*** Begin section ***

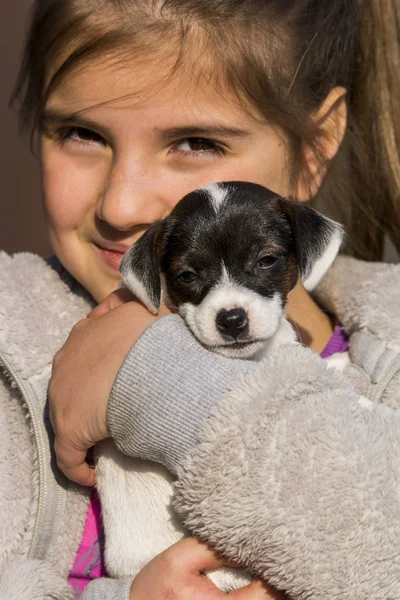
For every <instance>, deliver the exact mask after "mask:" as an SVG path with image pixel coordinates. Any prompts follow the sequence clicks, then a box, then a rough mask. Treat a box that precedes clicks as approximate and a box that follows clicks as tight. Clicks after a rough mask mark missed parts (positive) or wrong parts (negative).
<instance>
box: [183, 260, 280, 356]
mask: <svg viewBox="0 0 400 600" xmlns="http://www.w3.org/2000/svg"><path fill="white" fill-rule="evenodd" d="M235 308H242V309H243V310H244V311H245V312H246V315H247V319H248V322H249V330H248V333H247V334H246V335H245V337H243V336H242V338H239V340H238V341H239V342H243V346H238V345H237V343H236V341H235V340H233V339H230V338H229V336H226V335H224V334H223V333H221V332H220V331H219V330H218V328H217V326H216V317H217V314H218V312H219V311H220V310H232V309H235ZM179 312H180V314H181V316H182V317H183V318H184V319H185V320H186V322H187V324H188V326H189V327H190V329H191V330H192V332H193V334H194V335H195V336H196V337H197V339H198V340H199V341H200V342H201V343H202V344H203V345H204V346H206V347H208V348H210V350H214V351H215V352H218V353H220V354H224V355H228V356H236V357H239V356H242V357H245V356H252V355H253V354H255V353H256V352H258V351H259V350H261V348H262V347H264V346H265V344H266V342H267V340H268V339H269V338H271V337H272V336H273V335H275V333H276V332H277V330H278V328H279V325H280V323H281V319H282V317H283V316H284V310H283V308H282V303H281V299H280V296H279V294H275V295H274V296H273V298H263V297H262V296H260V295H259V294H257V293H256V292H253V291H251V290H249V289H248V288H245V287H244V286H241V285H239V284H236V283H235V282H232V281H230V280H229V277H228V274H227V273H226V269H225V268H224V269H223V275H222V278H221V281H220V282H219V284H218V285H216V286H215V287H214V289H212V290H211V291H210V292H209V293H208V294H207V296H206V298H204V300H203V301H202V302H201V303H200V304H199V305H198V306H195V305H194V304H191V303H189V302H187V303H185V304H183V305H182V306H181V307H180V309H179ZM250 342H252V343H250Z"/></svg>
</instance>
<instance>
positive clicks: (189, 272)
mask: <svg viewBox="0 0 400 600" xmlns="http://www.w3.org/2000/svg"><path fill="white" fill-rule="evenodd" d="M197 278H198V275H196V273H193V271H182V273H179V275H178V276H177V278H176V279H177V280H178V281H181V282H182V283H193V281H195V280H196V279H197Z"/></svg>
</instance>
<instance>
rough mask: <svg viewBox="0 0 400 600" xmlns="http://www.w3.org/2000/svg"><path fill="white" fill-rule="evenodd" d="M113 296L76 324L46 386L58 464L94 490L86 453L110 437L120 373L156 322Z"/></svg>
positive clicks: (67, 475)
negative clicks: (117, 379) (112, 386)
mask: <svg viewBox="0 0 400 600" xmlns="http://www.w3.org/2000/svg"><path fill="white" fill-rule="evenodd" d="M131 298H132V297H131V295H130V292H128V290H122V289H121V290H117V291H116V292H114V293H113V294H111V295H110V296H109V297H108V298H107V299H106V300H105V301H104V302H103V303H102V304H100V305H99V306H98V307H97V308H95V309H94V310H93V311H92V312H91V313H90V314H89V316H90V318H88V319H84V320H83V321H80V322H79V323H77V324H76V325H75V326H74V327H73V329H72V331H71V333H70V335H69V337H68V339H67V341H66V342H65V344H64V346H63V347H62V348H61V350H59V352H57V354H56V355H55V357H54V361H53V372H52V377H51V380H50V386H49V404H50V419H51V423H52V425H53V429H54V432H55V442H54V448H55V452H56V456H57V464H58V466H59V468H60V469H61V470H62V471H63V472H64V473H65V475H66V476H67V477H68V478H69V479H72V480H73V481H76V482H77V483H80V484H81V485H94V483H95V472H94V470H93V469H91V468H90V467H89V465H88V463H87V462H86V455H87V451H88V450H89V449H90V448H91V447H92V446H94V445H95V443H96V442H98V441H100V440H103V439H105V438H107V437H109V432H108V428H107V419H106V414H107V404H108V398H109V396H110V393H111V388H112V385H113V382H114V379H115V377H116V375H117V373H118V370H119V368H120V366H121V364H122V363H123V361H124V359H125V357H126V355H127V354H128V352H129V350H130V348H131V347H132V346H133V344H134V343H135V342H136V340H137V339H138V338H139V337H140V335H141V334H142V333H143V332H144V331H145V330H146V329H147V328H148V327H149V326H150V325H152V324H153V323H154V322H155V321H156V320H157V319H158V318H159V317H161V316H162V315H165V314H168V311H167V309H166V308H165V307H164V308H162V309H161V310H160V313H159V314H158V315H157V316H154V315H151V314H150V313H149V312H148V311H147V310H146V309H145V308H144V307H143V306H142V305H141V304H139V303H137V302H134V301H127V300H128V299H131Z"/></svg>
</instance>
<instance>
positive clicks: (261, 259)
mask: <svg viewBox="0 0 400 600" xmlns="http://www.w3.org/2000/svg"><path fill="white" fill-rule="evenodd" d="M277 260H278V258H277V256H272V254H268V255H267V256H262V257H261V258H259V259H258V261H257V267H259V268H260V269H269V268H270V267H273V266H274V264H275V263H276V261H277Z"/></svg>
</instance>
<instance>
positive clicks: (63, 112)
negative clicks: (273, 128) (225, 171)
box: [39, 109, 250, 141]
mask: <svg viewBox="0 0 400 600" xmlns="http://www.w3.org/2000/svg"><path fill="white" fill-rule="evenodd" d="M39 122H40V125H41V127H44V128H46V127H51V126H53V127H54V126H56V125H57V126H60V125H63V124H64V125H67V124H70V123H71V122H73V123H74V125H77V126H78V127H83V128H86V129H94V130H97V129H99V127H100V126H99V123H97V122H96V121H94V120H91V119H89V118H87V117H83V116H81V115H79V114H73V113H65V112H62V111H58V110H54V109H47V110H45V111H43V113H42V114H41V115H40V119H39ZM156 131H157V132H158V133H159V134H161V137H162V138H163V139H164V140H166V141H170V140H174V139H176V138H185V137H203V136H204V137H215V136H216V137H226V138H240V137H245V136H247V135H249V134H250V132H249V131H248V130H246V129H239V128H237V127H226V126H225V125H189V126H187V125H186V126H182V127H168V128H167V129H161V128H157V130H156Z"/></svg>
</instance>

*** End section ***

WORK INSTRUCTIONS => Rewrite every line of the records above as a numbered list, skipping any blank lines and leaving out the pictures.

SOLUTION FOR THIS TASK =>
1. For every <instance>, deliver the exact mask after "mask:" as an SVG path with image pixel coordinates. Any prompts follow the sequence clicks, then a box, then a rough mask. Treat a box that precedes clicks as approximate and a box that follows clicks as tight. Clicks after a rough mask mark missed parts (positive) or wrong parts (negative).
2. <instance>
3. box: [183, 260, 280, 356]
4. mask: <svg viewBox="0 0 400 600" xmlns="http://www.w3.org/2000/svg"><path fill="white" fill-rule="evenodd" d="M235 308H242V309H243V310H244V311H245V312H246V315H247V319H248V322H249V330H248V333H247V334H246V335H245V337H243V336H242V338H239V340H238V341H239V342H243V346H238V345H237V343H236V341H235V340H233V339H230V338H229V336H226V335H224V334H223V333H221V332H220V331H219V330H218V328H217V326H216V317H217V314H218V312H219V311H220V310H232V309H235ZM179 312H180V314H181V316H182V317H183V318H184V319H185V320H186V322H187V324H188V326H189V327H190V329H191V330H192V332H193V334H194V335H195V336H196V337H197V339H198V340H199V341H200V342H201V343H202V344H203V345H204V346H206V347H208V348H210V350H214V351H215V352H218V353H220V354H224V355H228V356H236V357H239V356H242V357H245V356H252V355H253V354H255V353H256V352H258V351H259V350H261V348H262V347H264V346H265V344H266V342H267V340H268V339H269V338H271V337H272V336H273V335H275V333H276V332H277V330H278V328H279V325H280V323H281V319H282V317H283V316H284V310H283V308H282V303H281V299H280V296H279V294H275V295H274V296H273V298H263V297H262V296H260V295H259V294H257V293H256V292H253V291H251V290H249V289H248V288H245V287H244V286H241V285H239V284H236V283H235V282H232V281H230V280H229V277H228V274H227V273H226V269H225V268H224V269H223V275H222V278H221V281H220V282H219V284H218V285H216V286H215V287H214V289H212V290H211V291H210V292H209V293H208V294H207V296H206V298H204V300H203V301H202V302H201V303H200V304H199V305H198V306H195V305H194V304H191V303H189V302H187V303H185V304H183V305H182V306H181V307H180V309H179ZM250 342H252V343H250Z"/></svg>
5. </instance>
6. <instance>
7. positive clicks: (189, 272)
8. mask: <svg viewBox="0 0 400 600" xmlns="http://www.w3.org/2000/svg"><path fill="white" fill-rule="evenodd" d="M197 278H198V275H196V273H193V271H182V273H179V275H178V276H177V278H176V279H177V280H178V281H181V282H182V283H193V281H195V280H196V279H197Z"/></svg>
9. </instance>
10. <instance>
11. rough mask: <svg viewBox="0 0 400 600" xmlns="http://www.w3.org/2000/svg"><path fill="white" fill-rule="evenodd" d="M113 296L76 324L46 386L58 464L94 490L86 453L110 437L120 373L156 322Z"/></svg>
12. positive clicks: (67, 475)
13. negative clicks: (117, 379) (112, 386)
14. mask: <svg viewBox="0 0 400 600" xmlns="http://www.w3.org/2000/svg"><path fill="white" fill-rule="evenodd" d="M131 298H132V297H131V295H130V292H128V290H122V289H121V290H117V291H116V292H114V293H113V294H111V295H110V296H109V297H108V298H107V299H106V300H105V301H104V302H103V303H102V304H100V305H99V306H98V307H97V308H95V309H94V310H93V311H92V312H91V313H90V314H89V316H90V318H88V319H84V320H83V321H80V322H79V323H77V324H76V325H75V326H74V327H73V329H72V331H71V333H70V335H69V337H68V339H67V341H66V342H65V344H64V346H63V347H62V348H61V350H59V352H57V354H56V355H55V357H54V361H53V372H52V377H51V380H50V386H49V404H50V419H51V423H52V425H53V429H54V432H55V442H54V448H55V452H56V456H57V464H58V466H59V468H60V469H61V470H62V471H63V472H64V473H65V475H66V476H67V477H68V478H69V479H72V480H73V481H76V482H77V483H80V484H81V485H94V483H95V472H94V470H93V469H91V468H90V467H89V465H88V463H87V462H86V455H87V451H88V450H89V449H90V448H91V447H92V446H94V445H95V443H96V442H98V441H100V440H103V439H105V438H107V437H109V432H108V428H107V419H106V414H107V404H108V398H109V396H110V393H111V388H112V385H113V382H114V379H115V377H116V375H117V373H118V370H119V368H120V366H121V364H122V363H123V361H124V359H125V357H126V355H127V354H128V352H129V350H130V348H131V347H132V346H133V344H134V343H135V342H136V340H137V339H138V338H139V337H140V335H141V334H142V333H143V332H144V331H145V330H146V329H147V328H148V327H149V326H150V325H152V324H153V323H154V322H155V321H156V320H157V319H158V318H159V317H161V316H162V315H165V314H168V311H167V309H166V308H165V307H164V308H162V309H161V310H160V313H159V314H158V315H157V316H154V315H151V314H150V313H149V312H148V311H147V310H146V309H145V308H144V307H143V306H142V305H141V304H139V303H137V302H134V301H127V300H128V299H131Z"/></svg>
15. </instance>
16. <instance>
17. positive clicks: (261, 259)
18. mask: <svg viewBox="0 0 400 600" xmlns="http://www.w3.org/2000/svg"><path fill="white" fill-rule="evenodd" d="M277 260H278V258H277V256H272V254H268V255H267V256H262V257H261V258H259V259H258V261H257V267H259V268H260V269H269V268H270V267H273V266H274V264H275V263H276V261H277Z"/></svg>
19. </instance>
20. <instance>
21. positive clicks: (63, 112)
22. negative clicks: (273, 128) (225, 171)
23. box: [39, 109, 250, 141]
24. mask: <svg viewBox="0 0 400 600" xmlns="http://www.w3.org/2000/svg"><path fill="white" fill-rule="evenodd" d="M39 122H40V125H41V127H44V128H46V127H51V126H53V127H54V126H56V125H57V126H60V125H63V124H64V125H67V124H70V123H71V122H73V123H74V125H77V126H78V127H83V128H86V129H94V130H97V129H99V127H100V126H99V123H97V122H96V121H94V120H91V119H89V118H87V117H83V116H81V115H79V114H73V113H65V112H62V111H58V110H54V109H47V110H45V111H43V113H42V114H41V115H40V119H39ZM156 131H157V132H158V133H159V134H161V137H162V138H163V139H164V140H166V141H170V140H174V139H176V138H185V137H203V136H204V137H215V136H216V137H226V138H240V137H245V136H247V135H249V134H250V132H249V131H248V130H246V129H239V128H237V127H226V126H225V125H189V126H187V125H186V126H182V127H168V128H167V129H161V128H157V130H156Z"/></svg>
25. </instance>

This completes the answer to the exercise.